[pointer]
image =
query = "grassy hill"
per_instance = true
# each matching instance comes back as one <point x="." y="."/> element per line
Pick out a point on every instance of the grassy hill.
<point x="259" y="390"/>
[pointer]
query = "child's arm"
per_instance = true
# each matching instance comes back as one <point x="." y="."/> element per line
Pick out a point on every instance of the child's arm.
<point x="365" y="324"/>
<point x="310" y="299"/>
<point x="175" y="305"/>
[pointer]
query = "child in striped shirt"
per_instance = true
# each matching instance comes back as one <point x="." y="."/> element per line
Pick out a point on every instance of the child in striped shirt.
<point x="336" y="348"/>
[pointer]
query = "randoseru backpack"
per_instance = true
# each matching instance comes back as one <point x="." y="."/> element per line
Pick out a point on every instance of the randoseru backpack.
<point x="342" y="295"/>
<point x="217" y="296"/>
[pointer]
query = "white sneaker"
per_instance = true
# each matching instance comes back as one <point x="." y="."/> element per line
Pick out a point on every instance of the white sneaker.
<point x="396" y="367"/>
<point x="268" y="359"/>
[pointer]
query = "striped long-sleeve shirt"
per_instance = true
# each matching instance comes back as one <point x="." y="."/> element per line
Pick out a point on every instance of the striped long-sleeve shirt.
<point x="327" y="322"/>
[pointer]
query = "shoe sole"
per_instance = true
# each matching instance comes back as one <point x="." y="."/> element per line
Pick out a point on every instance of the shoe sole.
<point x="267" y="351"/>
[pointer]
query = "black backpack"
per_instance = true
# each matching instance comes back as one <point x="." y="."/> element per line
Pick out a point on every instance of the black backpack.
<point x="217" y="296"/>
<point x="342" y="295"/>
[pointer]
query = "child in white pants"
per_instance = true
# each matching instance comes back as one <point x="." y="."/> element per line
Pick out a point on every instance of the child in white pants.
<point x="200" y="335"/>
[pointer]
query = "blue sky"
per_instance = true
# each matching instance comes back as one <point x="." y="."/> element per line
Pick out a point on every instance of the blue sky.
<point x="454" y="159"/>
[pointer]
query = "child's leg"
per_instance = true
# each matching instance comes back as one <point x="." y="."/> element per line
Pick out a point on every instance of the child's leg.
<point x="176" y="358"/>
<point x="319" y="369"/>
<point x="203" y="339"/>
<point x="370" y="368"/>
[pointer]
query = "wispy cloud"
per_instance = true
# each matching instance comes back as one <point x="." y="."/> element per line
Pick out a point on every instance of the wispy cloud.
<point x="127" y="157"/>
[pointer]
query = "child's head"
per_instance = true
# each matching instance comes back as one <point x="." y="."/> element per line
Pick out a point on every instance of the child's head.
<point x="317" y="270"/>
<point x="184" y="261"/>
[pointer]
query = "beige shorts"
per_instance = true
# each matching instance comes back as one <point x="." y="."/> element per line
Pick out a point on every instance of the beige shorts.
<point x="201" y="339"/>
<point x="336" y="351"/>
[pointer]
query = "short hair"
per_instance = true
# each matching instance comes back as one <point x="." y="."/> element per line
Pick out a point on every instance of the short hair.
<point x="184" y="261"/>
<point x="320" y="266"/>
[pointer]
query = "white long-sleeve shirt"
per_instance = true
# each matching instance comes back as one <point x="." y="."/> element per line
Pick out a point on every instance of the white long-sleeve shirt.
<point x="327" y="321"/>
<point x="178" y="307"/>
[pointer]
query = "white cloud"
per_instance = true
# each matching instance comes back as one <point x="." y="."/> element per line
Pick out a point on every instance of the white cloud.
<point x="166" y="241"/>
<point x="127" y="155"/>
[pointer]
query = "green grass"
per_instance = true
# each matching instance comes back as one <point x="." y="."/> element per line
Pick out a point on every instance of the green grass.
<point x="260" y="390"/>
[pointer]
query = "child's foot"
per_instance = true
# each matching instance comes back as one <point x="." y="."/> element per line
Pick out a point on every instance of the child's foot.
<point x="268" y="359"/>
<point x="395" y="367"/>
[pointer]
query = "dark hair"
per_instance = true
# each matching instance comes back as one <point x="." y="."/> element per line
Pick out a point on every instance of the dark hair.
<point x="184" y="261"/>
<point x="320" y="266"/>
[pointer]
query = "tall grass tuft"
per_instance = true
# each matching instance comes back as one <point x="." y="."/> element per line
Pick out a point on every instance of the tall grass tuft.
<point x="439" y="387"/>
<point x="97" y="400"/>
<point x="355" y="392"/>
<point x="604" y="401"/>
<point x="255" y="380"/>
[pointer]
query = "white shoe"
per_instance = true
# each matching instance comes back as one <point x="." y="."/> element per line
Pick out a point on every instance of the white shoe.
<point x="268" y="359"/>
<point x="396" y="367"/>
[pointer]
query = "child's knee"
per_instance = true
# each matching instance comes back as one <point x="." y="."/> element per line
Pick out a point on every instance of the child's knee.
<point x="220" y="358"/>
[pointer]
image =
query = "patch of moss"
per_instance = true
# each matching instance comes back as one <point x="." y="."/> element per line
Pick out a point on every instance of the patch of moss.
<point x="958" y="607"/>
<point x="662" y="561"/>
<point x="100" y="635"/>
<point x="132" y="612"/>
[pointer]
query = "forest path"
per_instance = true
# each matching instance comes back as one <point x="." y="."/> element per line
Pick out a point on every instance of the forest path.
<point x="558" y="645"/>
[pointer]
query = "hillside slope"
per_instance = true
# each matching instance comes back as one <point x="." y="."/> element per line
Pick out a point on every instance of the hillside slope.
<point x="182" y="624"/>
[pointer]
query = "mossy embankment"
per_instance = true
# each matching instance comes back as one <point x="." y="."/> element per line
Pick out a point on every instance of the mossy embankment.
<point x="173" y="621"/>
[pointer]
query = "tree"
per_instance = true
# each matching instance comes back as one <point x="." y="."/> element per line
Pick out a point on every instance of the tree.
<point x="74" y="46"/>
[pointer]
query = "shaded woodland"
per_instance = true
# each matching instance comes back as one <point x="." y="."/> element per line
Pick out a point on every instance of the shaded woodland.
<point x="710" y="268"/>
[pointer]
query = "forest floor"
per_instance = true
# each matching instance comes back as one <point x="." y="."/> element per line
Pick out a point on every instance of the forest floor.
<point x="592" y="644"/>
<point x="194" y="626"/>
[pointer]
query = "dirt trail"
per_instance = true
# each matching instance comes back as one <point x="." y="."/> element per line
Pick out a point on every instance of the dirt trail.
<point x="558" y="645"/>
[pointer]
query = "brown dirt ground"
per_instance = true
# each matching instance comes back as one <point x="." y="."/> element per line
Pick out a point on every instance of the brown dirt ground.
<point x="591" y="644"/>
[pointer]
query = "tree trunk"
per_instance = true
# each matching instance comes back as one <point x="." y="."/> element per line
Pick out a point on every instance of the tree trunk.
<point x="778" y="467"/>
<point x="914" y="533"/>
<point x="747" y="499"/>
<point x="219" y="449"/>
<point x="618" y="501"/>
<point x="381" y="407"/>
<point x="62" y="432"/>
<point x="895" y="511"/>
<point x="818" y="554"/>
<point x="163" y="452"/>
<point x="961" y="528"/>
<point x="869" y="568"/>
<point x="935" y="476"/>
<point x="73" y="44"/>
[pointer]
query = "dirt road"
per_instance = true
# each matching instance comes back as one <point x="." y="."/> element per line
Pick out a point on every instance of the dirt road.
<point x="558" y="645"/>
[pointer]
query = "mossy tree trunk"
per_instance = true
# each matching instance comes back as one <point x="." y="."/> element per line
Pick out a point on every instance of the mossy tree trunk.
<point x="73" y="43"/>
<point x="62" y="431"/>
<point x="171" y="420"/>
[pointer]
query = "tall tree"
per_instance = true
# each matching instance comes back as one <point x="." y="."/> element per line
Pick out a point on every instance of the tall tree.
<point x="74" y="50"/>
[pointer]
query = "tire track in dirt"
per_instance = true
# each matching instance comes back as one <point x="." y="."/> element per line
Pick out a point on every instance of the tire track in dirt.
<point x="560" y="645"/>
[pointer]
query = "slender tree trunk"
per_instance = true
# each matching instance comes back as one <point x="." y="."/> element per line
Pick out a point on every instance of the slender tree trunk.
━━━
» **What needs to be done**:
Count the lines of the records above that contain the string "hillside", and give only that number.

» **Result for this task**:
2